Saudi crown prince Mohammed bin Salman has initiated a new round of purges of potential royal challengers with the aim of clearing his path to the succession once his elderly and ailing father, King Salman (84), steps down or dies.
Bin Salman may try to achieve this objective before the G20 meeting of leading industrial nations in Riyadh in November. The detained princes are accused of "treason" for contacting foreign powers with the aim of carrying out a coup.
The crown prince’s most senior targets are prince Ahmed bin Abdulaziz, the king’s full brother and former interior minister, and his son Nayef, head of the Land Forces Intelligence and Security Authority and the highest ranking member of the Saudi armed forces to be purged.
Prince Ahmed, a member of the Allegiance Council which decides on succession, has openly objected to his nephew’s rise to power and returned in 2018 from exile in Britain only after assurances that he would not be arrested.
Prince Mohammed bin Nayef, famed for his suppression of radicals, was named crown prince in 2015 when King Salman took the throne and replaced and put under house arrest in 2017 by bin Salman. Bin Nayef’s half-brother Nawaf has also been held, either at home or in jail.
The four belong to bin Salman’s “Sudairi branch” of the dynasty founded by Abdulaziz bin Saud, who had seven sons with Hassa al-Sudairi, the daughter of a powerful tribal chief. Two of the “Sudairi seven”, Fahd and Salman, have become king.
When Salman took power in January 2015, he fomented tension among royals by violating the established order of succession by choosing a Sudairi crown prince instead of a scion from another branch. Rotation had maintained balance and peace in the family.
Resentment deepened
Bin Salman’s record as Saudi Arabia’s de facto leader has not inspired confidence. His purge of family members, which began in 2017, has alienated royals; his crackdown on commoner dissent has made critics fearful but won him no supporters.
The brutal murder of expatriate journalist Jamal Khashoggi in the Saudi consulate in Istanbul has horrified global public opinion. Bin Salman's Vision 2030, intended to diversify the kingdom's oil-dependent economy, has faltered.

***

▶ **Explore the material**
A) In the article on the Saudi royal purges, what post does prince Ahmed's son Nayef hold?
B) Reproduce the passage of the Saudi purge article from "Bin Salman may" up to and including "out a coup.".
C) List every prince the Saudi purge article names as a target of the crown prince's purges or as held.

***

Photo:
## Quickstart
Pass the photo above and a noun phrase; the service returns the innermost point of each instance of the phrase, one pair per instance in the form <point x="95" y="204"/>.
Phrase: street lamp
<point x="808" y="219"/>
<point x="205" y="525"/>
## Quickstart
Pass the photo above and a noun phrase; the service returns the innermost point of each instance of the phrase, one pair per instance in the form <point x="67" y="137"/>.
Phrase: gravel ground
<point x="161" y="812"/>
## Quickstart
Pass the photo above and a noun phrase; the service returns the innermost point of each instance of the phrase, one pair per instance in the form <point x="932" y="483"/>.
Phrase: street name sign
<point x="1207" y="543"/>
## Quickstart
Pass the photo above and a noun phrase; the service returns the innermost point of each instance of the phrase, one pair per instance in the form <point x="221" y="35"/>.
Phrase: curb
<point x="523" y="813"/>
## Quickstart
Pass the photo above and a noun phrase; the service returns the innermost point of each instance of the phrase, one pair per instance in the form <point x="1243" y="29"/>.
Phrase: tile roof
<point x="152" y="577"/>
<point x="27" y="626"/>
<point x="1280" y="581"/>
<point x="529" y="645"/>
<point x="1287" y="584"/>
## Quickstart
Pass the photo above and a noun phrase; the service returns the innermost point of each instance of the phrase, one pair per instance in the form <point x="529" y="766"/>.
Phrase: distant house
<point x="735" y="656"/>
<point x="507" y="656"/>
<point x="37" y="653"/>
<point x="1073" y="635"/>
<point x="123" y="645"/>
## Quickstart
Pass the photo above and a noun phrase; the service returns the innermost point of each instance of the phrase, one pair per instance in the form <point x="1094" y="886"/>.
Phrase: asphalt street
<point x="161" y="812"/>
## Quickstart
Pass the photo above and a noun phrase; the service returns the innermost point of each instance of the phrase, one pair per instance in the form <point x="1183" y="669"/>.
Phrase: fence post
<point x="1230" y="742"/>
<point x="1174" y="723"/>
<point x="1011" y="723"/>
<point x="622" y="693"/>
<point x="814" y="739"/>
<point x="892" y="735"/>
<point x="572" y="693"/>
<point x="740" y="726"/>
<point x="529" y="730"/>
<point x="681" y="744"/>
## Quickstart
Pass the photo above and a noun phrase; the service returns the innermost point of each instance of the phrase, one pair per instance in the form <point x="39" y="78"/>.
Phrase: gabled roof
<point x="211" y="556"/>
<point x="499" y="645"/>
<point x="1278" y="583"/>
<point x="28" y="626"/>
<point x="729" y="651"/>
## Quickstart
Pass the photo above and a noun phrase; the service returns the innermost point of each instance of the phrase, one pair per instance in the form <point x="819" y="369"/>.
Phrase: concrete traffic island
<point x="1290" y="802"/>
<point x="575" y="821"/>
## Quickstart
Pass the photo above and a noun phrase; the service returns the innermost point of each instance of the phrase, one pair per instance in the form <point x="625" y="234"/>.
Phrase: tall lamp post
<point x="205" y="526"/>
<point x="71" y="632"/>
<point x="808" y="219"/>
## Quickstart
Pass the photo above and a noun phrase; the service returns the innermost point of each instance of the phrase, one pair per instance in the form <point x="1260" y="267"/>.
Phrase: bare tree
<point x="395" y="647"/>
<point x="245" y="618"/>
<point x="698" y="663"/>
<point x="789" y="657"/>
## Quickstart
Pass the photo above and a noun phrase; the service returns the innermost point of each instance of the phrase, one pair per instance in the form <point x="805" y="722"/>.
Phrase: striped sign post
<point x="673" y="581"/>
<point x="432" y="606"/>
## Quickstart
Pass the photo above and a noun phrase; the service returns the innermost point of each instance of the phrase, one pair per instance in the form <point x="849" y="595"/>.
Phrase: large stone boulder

***

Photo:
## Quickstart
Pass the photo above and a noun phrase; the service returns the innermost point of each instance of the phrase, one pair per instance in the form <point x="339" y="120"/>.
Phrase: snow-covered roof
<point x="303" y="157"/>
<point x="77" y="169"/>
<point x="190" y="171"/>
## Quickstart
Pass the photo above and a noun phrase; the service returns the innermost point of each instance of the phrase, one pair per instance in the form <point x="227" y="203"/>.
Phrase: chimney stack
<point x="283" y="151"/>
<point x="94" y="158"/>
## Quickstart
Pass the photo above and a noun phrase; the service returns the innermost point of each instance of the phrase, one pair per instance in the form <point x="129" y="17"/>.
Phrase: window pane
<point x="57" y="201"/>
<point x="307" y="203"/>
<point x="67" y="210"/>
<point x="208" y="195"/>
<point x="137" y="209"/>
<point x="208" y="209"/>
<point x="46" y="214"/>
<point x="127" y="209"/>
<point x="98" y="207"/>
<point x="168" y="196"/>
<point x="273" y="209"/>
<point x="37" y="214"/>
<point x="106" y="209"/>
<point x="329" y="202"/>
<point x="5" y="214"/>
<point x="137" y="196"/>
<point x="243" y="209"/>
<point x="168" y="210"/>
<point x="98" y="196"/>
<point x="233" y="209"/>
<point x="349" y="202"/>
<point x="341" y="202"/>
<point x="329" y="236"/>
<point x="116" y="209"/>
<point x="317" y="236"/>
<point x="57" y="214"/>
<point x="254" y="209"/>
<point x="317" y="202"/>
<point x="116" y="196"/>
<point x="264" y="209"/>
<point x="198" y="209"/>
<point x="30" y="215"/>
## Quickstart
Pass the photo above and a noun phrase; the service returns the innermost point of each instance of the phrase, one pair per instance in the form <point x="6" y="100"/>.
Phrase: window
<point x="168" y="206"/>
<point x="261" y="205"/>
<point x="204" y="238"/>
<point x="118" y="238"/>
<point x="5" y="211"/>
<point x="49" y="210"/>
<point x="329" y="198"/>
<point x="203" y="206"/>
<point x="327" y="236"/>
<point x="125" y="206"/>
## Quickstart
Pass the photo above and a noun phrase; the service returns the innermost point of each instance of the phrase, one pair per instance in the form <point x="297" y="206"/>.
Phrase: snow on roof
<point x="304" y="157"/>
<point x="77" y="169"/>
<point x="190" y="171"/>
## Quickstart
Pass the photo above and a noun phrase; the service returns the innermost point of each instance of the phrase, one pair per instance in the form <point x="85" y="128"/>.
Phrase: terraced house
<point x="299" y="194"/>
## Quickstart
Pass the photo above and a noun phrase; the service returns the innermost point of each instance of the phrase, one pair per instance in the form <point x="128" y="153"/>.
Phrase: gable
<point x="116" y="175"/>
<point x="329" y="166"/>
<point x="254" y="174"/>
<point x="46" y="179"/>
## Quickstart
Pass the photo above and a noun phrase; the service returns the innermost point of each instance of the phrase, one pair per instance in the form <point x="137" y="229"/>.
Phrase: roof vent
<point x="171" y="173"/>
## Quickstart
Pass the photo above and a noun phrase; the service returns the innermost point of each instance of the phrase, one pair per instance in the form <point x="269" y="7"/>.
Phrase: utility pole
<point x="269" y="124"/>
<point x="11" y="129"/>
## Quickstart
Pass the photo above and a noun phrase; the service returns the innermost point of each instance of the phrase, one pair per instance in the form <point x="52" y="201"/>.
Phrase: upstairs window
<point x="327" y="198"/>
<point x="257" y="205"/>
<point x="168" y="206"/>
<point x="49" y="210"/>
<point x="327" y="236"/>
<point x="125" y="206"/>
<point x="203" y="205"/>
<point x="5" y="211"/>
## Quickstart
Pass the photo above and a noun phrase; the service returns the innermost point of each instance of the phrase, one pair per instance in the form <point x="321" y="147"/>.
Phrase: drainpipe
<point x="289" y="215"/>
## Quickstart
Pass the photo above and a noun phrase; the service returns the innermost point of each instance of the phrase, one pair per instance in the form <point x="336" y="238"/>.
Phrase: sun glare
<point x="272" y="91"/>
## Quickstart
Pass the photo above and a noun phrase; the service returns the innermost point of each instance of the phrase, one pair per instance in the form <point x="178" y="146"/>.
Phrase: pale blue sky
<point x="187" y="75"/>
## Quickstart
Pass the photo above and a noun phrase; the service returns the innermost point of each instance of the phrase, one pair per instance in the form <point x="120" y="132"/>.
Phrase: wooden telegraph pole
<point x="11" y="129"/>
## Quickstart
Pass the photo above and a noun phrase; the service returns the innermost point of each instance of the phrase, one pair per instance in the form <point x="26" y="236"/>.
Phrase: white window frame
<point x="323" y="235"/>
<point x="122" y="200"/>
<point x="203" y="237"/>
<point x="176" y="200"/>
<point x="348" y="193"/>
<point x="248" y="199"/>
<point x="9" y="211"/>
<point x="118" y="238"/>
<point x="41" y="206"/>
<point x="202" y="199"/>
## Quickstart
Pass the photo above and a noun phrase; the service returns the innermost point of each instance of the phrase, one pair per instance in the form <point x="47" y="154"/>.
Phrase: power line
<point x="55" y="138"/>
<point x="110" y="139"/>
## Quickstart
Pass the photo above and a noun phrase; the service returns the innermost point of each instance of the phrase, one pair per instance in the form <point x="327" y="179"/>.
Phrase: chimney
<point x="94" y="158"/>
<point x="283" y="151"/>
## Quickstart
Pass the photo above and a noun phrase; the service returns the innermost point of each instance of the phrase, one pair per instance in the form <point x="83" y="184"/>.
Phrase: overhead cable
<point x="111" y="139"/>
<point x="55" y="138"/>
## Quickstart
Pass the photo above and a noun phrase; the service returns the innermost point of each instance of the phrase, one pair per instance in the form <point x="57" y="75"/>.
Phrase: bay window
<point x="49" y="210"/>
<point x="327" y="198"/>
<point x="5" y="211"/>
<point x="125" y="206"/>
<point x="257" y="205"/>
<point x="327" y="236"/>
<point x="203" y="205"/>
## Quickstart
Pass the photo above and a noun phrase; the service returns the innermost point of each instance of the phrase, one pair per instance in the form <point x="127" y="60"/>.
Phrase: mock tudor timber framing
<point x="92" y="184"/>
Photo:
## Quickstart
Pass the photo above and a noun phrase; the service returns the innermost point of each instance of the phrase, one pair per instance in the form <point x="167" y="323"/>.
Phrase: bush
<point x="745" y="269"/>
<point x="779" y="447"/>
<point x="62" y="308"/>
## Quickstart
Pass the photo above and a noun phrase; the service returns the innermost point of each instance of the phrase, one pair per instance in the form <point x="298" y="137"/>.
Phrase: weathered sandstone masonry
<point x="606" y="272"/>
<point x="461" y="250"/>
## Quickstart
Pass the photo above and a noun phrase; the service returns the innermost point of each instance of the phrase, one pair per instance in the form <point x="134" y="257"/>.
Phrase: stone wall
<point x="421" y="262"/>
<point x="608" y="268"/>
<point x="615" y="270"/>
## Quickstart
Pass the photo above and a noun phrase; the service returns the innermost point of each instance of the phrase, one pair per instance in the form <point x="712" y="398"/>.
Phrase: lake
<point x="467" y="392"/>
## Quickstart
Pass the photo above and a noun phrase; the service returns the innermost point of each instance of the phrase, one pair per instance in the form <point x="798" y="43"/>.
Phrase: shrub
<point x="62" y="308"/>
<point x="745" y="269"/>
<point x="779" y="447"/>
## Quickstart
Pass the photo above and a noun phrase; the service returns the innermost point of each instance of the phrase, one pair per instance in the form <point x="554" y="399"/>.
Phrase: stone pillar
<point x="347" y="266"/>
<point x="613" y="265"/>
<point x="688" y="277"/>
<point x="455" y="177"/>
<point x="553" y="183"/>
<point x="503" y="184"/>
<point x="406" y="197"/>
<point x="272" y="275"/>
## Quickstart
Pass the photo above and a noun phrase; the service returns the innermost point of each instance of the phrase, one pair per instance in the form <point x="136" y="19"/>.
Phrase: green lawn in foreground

***

▶ **Answers to this exercise**
A) He is head of the Land Forces Intelligence and Security Authority.

B)
Bin Salman may try to achieve this objective before the G20 meeting of leading industrial nations in Riyadh in November. The detained princes are accused of "treason" for contacting foreign powers with the aim of carrying out a coup.

C) Ahmed bin Abdulaziz; Nayef, son of prince Ahmed; Mohammed bin Nayef; Nawaf, half-brother of bin Nayef